**Reading passage:**
# Ressence Type I watch



## shnjb

looks pretty mesmerizing.










Introducing The Ressence Type 1: Now Without Crown, A Modern Master Continues To Hone His Craft (Live Pictures, Specs, & Pricing)

$20,600 ($23,600 for the Guilloché)

http://ressence.eu/collection/type-1/

thoughts?


----------



## MarkingTime

Wasn't it one of these that had the oil filled space between the dial and crystal?


----------



## tony20009

Super cool watch!

This is the sort of innovation that should be coming from the great _maisons_, but alas, only the independents are trying to offer us something new. Movement junkies rejoice; this is something totally different and cool as hell to watch, and not just on the 28th of February.

Ressence on Vimeo

All the best.


----------



## Geof3

Wow, really cool, and not too outrageous a price!


----------



## tony20009

MarkingTime said:


> Wasn't it one of these that had the oil filled space between the dial and crystal?


No, this one has almost nothing between the crystal and dial.


----------



## AbuKalb93

Very Cool! I do however wish some change would be done to the day disk...but all in all very nice. What does everyone think of the price though?...


----------



## tony20009

AbuKalb93 said:


> Very Cool! I do however wish some change would be done to the day disk...but all in all very nice. What does everyone think of the price though?...


$25K for something completely different, good looking, modern looking, entertaining and innovative is fine compared to $25K for "more of the same," which is about what one'll get anywhere else one spends it among the "usual suspects." Of course there's always the Pita Oceana which is not quite as expensive and not quite as innovative, but still an interesting way to spend a tidy chunk of change. The Type 1 blows the doors off the Pita, but the Pita is "just" $5K. And that's the point: anything costing $10K+ ought to blow the doors off of a ton of other watches, not just be a more keenly honed version of the same old same old, which is basically what the vast majority of $20K watches are.

For me, when I think of receiving "value," something special, in return for my ducats, the Ressence and it's unique look and engineering is the type of thing I have in mind. I want one.

All the best.


----------



## shnjb

Yeah it is pretty amazing and unlike any other watch at any price point.
I don't have money to buy a novelty watch like this but I would be interested if I had a large collection with money to burn.


----------



## Bradjhomes

It's really interesting how they are trying to do something different. I'd want something more 'beautiful' for that kind of money (my personal opinion), but it stacks up with the very best when thinking about engineering and originality.

Very cool up close, too!

**Information supplied:**
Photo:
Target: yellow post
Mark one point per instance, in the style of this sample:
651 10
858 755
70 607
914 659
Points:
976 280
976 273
* * *
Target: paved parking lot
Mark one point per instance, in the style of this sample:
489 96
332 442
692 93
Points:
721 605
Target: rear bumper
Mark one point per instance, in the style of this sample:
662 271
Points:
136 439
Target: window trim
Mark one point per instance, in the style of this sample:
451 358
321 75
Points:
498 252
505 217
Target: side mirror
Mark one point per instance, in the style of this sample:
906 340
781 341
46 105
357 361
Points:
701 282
...
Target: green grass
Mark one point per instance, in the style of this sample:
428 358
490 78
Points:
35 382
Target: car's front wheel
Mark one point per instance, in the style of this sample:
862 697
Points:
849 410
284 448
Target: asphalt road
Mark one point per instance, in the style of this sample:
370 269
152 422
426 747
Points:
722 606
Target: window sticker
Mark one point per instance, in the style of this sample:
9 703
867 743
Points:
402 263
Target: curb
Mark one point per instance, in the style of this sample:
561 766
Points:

**Problems:**
**A.** Return the stretch of the Ressence Type 1 thread from "looks pretty mesmerizing." through "Specs, & Pricing)", copied word for word.
**B.** Why does tony20009 consider a price of about $25K acceptable for the watch in the Ressence Type 1 thread? Explain in one to three sentences.
The entries have no connection to the Ressence Type 1 thread.

**Task answers:**
**A.**
looks pretty mesmerizing.










Introducing The Ressence Type 1: Now Without Crown, A Modern Master Continues To Hone His Craft (Live Pictures, Specs, & Pricing)

**B.** tony20009 says $25K is fine when it buys something completely different, good looking, modern looking, entertaining and innovative, while the same sum spent among the "usual suspects" gets about "more of the same." In tony20009's view, anything costing $10K+ ought to blow the doors off a ton of other watches rather than be a more keenly honed version of the same old. The Ressence's unique look and engineering is the kind of value tony20009 has in mind.